= Task requirements =
Number of lines with the string "shrub" in the entries below: report it, and nothing besides.

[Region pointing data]
# # # # #

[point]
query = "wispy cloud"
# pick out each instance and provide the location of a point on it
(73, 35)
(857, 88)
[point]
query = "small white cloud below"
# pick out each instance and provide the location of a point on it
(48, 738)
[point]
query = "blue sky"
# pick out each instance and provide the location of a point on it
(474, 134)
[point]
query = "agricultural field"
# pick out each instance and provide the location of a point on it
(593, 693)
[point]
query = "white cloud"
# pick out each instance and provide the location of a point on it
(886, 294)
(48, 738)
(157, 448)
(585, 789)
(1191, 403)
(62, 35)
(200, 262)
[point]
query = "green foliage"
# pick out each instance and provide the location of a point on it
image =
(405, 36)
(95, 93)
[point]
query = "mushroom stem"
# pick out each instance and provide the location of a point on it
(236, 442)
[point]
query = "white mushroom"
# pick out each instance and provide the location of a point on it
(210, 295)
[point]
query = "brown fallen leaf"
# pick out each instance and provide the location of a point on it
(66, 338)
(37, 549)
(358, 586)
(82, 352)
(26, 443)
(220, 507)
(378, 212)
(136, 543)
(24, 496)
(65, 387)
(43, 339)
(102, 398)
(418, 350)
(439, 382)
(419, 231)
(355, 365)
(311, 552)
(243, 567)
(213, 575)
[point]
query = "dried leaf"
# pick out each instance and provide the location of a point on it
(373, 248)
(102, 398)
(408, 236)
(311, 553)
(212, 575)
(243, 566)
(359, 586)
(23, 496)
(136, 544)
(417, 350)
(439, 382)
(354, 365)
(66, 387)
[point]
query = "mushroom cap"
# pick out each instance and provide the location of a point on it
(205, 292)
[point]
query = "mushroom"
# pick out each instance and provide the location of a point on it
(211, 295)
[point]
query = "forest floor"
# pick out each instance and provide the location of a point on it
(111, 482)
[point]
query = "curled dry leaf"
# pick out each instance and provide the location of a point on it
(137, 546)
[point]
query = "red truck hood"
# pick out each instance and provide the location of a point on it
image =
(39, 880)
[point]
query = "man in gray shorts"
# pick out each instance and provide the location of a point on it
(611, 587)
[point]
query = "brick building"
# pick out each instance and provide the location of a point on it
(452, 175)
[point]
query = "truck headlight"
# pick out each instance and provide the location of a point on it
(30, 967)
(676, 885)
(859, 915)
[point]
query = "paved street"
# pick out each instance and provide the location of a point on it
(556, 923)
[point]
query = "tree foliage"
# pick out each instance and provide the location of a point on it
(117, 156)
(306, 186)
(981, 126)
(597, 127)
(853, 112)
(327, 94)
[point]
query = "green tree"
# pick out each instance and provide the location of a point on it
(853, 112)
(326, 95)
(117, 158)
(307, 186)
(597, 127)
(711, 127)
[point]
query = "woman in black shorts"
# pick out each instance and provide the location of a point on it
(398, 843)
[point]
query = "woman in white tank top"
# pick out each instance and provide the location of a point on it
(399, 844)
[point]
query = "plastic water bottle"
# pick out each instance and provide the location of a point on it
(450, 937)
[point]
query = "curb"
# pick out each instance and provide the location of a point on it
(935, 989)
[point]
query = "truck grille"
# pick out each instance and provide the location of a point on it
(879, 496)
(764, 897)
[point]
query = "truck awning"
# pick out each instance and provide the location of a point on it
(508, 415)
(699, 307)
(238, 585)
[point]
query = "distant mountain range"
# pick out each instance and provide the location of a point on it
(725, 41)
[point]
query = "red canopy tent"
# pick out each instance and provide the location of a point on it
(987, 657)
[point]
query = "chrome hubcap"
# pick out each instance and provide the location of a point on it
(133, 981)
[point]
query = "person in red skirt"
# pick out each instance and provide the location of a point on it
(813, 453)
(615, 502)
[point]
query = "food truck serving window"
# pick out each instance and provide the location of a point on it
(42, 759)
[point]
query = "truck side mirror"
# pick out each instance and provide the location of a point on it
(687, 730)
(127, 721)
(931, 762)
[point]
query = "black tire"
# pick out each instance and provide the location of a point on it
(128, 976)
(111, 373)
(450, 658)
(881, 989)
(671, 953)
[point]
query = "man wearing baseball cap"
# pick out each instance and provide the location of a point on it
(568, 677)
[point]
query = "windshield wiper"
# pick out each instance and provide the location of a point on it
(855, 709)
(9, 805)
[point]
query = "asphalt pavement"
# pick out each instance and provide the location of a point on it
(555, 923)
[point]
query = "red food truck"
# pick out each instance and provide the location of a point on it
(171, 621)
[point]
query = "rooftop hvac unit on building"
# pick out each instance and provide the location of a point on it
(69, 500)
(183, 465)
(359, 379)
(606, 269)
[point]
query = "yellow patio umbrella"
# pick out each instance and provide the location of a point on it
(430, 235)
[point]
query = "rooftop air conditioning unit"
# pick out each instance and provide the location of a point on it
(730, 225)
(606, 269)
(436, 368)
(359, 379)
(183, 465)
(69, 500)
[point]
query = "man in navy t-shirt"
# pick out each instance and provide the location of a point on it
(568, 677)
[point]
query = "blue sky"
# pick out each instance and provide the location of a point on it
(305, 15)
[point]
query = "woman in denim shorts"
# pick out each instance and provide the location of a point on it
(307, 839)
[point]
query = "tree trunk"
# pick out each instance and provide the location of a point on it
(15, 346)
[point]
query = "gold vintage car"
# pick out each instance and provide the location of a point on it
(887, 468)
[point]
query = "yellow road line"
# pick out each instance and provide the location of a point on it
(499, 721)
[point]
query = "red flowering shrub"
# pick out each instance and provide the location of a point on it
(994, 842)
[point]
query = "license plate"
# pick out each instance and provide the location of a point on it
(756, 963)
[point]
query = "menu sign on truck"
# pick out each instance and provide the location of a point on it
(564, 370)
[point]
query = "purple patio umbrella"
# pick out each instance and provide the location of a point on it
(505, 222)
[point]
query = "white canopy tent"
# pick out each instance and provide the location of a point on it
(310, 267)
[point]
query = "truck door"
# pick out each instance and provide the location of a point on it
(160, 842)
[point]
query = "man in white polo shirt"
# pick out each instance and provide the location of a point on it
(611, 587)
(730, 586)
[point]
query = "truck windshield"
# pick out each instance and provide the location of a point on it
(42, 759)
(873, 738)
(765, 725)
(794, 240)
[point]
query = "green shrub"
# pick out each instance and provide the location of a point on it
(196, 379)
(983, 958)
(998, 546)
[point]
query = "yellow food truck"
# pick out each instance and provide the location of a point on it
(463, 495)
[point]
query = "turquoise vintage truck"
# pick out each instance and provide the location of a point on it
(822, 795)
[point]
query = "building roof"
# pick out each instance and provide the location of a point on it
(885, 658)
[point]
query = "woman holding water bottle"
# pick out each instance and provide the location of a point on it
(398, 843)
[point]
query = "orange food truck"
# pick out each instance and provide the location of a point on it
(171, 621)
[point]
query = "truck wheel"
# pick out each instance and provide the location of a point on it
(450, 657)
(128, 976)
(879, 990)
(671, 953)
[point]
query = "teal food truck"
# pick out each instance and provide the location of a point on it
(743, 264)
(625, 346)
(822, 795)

# # # # #

= Response area =
2